Task statement
A precise copy of the data is required, with every picture left out.

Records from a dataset

________________________

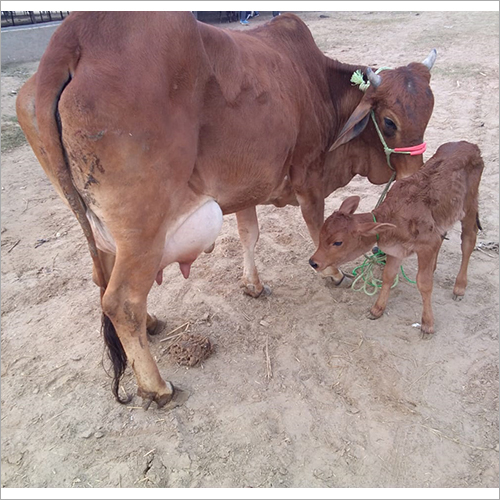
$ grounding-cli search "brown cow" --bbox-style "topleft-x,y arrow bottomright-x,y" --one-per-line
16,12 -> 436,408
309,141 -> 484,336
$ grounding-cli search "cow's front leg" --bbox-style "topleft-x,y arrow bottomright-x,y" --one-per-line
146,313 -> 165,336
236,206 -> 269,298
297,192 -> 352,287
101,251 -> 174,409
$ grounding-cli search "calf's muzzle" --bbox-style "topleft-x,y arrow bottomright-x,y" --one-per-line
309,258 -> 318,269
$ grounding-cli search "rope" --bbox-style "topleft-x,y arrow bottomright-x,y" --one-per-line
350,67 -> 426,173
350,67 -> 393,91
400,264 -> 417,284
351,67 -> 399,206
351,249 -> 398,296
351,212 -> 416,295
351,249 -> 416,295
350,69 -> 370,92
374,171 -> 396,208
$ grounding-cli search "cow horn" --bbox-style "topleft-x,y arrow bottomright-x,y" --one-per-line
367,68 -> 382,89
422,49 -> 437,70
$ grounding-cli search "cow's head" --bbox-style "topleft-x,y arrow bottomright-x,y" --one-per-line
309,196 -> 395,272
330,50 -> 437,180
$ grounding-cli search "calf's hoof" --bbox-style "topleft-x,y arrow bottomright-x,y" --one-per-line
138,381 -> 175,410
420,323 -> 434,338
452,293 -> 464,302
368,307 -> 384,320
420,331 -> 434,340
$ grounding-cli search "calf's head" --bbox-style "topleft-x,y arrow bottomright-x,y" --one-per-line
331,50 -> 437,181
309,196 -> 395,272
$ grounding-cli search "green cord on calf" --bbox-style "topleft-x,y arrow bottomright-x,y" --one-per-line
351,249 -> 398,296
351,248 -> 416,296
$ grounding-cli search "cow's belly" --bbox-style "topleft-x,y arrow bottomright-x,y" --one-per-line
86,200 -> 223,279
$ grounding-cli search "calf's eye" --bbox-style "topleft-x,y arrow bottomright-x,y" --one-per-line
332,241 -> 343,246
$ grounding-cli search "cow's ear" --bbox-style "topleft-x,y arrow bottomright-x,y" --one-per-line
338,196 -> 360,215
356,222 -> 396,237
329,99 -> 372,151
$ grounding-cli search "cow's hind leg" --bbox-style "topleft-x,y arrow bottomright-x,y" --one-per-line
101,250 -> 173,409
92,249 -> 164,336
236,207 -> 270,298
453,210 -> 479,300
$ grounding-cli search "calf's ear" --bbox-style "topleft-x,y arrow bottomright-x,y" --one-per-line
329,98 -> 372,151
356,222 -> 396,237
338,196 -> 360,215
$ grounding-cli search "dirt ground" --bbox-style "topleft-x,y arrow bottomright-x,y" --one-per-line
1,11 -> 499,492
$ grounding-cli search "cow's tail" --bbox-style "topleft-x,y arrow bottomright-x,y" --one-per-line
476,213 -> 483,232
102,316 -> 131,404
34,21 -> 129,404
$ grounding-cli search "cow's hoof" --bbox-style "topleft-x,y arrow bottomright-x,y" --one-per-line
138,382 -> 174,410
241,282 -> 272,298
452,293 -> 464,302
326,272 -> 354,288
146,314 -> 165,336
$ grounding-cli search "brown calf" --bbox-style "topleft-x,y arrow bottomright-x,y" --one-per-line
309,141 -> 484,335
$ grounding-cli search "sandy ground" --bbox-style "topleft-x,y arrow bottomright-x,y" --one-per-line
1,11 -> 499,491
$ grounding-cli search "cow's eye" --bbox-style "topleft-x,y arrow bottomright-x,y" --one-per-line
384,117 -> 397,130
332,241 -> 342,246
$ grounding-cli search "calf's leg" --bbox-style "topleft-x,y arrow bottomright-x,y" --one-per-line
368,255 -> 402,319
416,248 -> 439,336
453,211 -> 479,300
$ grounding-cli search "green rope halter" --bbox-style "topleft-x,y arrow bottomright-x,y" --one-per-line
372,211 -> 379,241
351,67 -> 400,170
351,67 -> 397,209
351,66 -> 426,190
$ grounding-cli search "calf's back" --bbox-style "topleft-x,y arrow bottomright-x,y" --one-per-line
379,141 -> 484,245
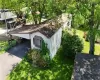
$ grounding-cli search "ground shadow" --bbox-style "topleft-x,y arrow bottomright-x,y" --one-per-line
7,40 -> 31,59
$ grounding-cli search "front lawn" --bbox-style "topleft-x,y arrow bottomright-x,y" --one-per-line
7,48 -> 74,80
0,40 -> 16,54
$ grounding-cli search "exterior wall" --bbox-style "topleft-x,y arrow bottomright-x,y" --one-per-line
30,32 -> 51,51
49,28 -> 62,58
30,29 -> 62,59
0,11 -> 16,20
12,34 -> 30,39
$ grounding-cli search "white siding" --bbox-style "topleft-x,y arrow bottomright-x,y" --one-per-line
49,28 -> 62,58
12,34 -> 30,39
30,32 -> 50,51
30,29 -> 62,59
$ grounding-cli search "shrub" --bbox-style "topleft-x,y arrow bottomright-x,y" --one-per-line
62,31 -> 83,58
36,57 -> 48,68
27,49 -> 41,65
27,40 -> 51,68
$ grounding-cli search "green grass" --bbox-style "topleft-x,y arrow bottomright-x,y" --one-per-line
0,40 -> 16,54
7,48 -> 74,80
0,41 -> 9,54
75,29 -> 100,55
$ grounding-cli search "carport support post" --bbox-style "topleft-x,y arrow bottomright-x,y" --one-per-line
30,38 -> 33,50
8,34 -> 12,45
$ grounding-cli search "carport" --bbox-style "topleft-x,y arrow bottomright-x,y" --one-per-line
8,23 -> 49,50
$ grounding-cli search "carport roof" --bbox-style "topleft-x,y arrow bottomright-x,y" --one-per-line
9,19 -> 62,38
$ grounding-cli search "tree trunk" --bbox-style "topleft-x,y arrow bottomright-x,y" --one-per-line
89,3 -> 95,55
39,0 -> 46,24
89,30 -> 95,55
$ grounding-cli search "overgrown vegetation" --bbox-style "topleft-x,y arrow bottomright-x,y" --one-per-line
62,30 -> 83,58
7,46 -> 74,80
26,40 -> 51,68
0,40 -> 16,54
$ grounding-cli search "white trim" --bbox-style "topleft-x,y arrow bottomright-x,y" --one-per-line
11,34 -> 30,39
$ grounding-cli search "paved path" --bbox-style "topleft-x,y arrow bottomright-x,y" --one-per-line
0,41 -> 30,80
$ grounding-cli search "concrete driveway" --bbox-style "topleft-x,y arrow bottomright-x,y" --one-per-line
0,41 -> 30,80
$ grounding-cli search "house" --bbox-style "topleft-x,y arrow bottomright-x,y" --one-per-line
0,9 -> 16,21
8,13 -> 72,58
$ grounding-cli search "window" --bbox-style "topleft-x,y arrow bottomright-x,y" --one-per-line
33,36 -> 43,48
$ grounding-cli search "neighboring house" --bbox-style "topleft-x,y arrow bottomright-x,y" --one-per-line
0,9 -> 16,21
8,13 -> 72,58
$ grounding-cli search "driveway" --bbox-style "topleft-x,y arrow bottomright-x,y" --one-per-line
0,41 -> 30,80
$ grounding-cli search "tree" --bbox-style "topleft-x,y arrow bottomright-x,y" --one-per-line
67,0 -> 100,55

________________________

Exercise response
$ grounding-cli search "brown cow" --bbox-style "topleft-x,y arrow bottomright-x,y" --one-per-line
16,12 -> 436,408
309,141 -> 484,336
$ grounding-cli search "cow's front leg" --bbox-style "topleft-x,y arrow bottomright-x,y" --one-per-line
146,313 -> 165,336
236,206 -> 269,298
297,192 -> 352,287
101,251 -> 174,409
$ grounding-cli search "calf's muzzle" --bbox-style "topleft-x,y arrow bottomright-x,y" --one-per-line
309,258 -> 318,269
$ grounding-cli search "rope" --bbox-style "topleft-x,y arrow bottomright-x,y" --one-per-line
350,67 -> 426,173
350,67 -> 393,91
400,264 -> 417,284
351,67 -> 399,206
351,249 -> 398,296
351,212 -> 416,295
351,249 -> 416,295
350,69 -> 370,92
374,171 -> 396,208
$ grounding-cli search "cow horn" --bbox-style "topleft-x,y arrow bottomright-x,y" --one-per-line
367,68 -> 382,89
422,49 -> 437,70
$ grounding-cli search "cow's head" --bbox-style "topleft-x,y arrow bottomright-x,y" --one-per-line
309,196 -> 395,272
330,50 -> 437,180
$ grounding-cli search "calf's hoof" --bbox-style "topleft-x,y arrow bottomright-x,y" --one-per-line
138,381 -> 175,410
420,323 -> 434,338
452,293 -> 464,302
368,307 -> 384,320
420,331 -> 434,340
$ grounding-cli search "calf's head" --bbox-style "topleft-x,y arrow bottomright-x,y" --one-per-line
331,50 -> 437,181
309,196 -> 395,272
$ grounding-cli search "green cord on calf" --bbox-style "topleft-x,y arrow bottomright-x,y" --one-per-line
351,249 -> 398,296
351,248 -> 416,296
$ grounding-cli search "cow's belly" --bbox-style "topleft-x,y arrow bottomright-x,y" --one-per-line
86,200 -> 223,279
$ grounding-cli search "calf's eye" --bbox-style "topleft-x,y arrow bottomright-x,y" --one-per-line
332,241 -> 343,246
$ grounding-cli search "cow's ear" --bbox-style "topleft-x,y arrow bottomright-x,y" --one-per-line
338,196 -> 360,215
356,222 -> 396,237
329,99 -> 372,151
$ grounding-cli search "cow's hind leg" --bbox-style "topleft-x,y arrow bottomright-x,y" --one-per-line
101,250 -> 173,409
92,249 -> 164,336
236,207 -> 270,298
453,210 -> 479,300
$ grounding-cli search "calf's ear" --bbox-style "topleft-x,y arrow bottomright-x,y" --one-per-line
329,98 -> 372,151
356,222 -> 396,237
338,196 -> 360,215
$ grounding-cli search "dirt ground" --bbox-style "topleft-x,y arrow bottomright-x,y" --one-per-line
1,11 -> 499,492
$ grounding-cli search "cow's tail" --bbox-style "topleft-x,y arrow bottomright-x,y" --one-per-line
476,213 -> 483,232
102,316 -> 131,404
34,21 -> 129,404
$ grounding-cli search "cow's hoof" --bbox-style "topleft-x,y arrow bottomright-x,y" --one-per-line
138,382 -> 174,410
241,282 -> 272,298
452,293 -> 464,302
326,272 -> 354,288
146,314 -> 165,336
$ grounding-cli search "brown calf" --bbox-style "topleft-x,y arrow bottomright-x,y" --one-per-line
309,141 -> 484,335
$ grounding-cli search "sandy ground" --bbox-style "topleft-x,y arrow bottomright-x,y" --one-per-line
1,11 -> 499,491
$ grounding-cli search "cow's eye" --bbox-style "topleft-x,y arrow bottomright-x,y" --one-per-line
384,117 -> 397,130
332,241 -> 342,246
$ grounding-cli search "calf's leg" --bbox-style "topleft-x,y arrow bottomright-x,y" --one-per-line
368,255 -> 402,319
416,248 -> 439,336
453,211 -> 479,300
$ grounding-cli search "green rope halter" --bbox-style "topleft-x,y arrow bottomright-x,y" --one-per-line
372,211 -> 379,241
351,67 -> 400,170
351,67 -> 397,209
351,66 -> 426,190
$ grounding-cli search "calf's back" --bbox-style "topleft-x,y arrow bottomright-x,y" --one-per-line
379,141 -> 484,245
$ grounding-cli search "ground shadow" --bbox-style "topleft-x,y arrow bottomright-x,y" --one-per-line
7,40 -> 31,59
$ grounding-cli search "front lawn" --bbox-style "topleft-x,y arrow bottomright-x,y" --one-per-line
7,48 -> 74,80
0,40 -> 16,54
$ grounding-cli search "exterior wall" --bbox-style "topleft-x,y arrow bottomright-x,y" --one-per-line
30,32 -> 51,51
49,28 -> 62,58
30,29 -> 62,59
0,11 -> 16,20
12,34 -> 30,39
$ grounding-cli search "white siding" --bbox-style "topleft-x,y arrow bottomright-x,y" --one-per-line
49,28 -> 62,58
12,34 -> 30,39
30,32 -> 50,51
30,29 -> 62,59
$ grounding-cli search "shrub" --bbox-style "topleft-x,y arrow bottomright-x,y" --one-per-line
62,31 -> 83,58
36,57 -> 48,68
27,49 -> 41,65
27,40 -> 51,68
$ grounding-cli search "green grass" --bbox-style "topleft-x,y arrow bottomright-x,y" --one-per-line
0,40 -> 16,54
7,48 -> 74,80
0,41 -> 9,54
75,29 -> 100,55
$ grounding-cli search "carport support post" --bbox-style "topleft-x,y arrow bottomright-x,y" --one-per-line
30,38 -> 33,50
8,34 -> 12,45
$ grounding-cli search "carport" --bbox-style "topleft-x,y arrow bottomright-x,y" --one-per-line
8,23 -> 49,50
$ grounding-cli search "carport roof" --bbox-style "topleft-x,y arrow bottomright-x,y" --one-per-line
9,19 -> 62,38
$ grounding-cli search "tree trunk" --bbox-style "topleft-x,y arrow bottomright-x,y" --one-per-line
89,3 -> 95,55
39,0 -> 46,24
89,30 -> 95,55
$ grounding-cli search "overgrown vegetation" --bbox-style "topleft-x,y arrow bottomright-x,y" --one-per-line
62,30 -> 83,58
7,46 -> 74,80
26,40 -> 51,68
0,40 -> 16,54
$ grounding-cli search "white trim" --bbox-style "topleft-x,y arrow bottomright-x,y" --one-per-line
11,34 -> 30,39
$ grounding-cli search "paved path" --bbox-style "topleft-x,y arrow bottomright-x,y" --one-per-line
0,41 -> 30,80
$ grounding-cli search "concrete driveway" --bbox-style "topleft-x,y arrow bottomright-x,y" --one-per-line
0,41 -> 30,80
$ grounding-cli search "house" --bbox-style "topleft-x,y arrow bottomright-x,y" --one-per-line
0,9 -> 16,21
8,13 -> 72,58
$ grounding-cli search "window" --bbox-style "topleft-x,y arrow bottomright-x,y" --one-per-line
33,36 -> 43,48
$ grounding-cli search "neighboring house" --bbox-style "topleft-x,y arrow bottomright-x,y" --one-per-line
0,9 -> 16,21
8,13 -> 72,58
$ grounding-cli search "driveway" --bbox-style "topleft-x,y arrow bottomright-x,y" --one-per-line
0,41 -> 30,80
$ grounding-cli search "tree" --bbox-style "topleft-x,y arrow bottomright-x,y" --one-per-line
67,0 -> 100,55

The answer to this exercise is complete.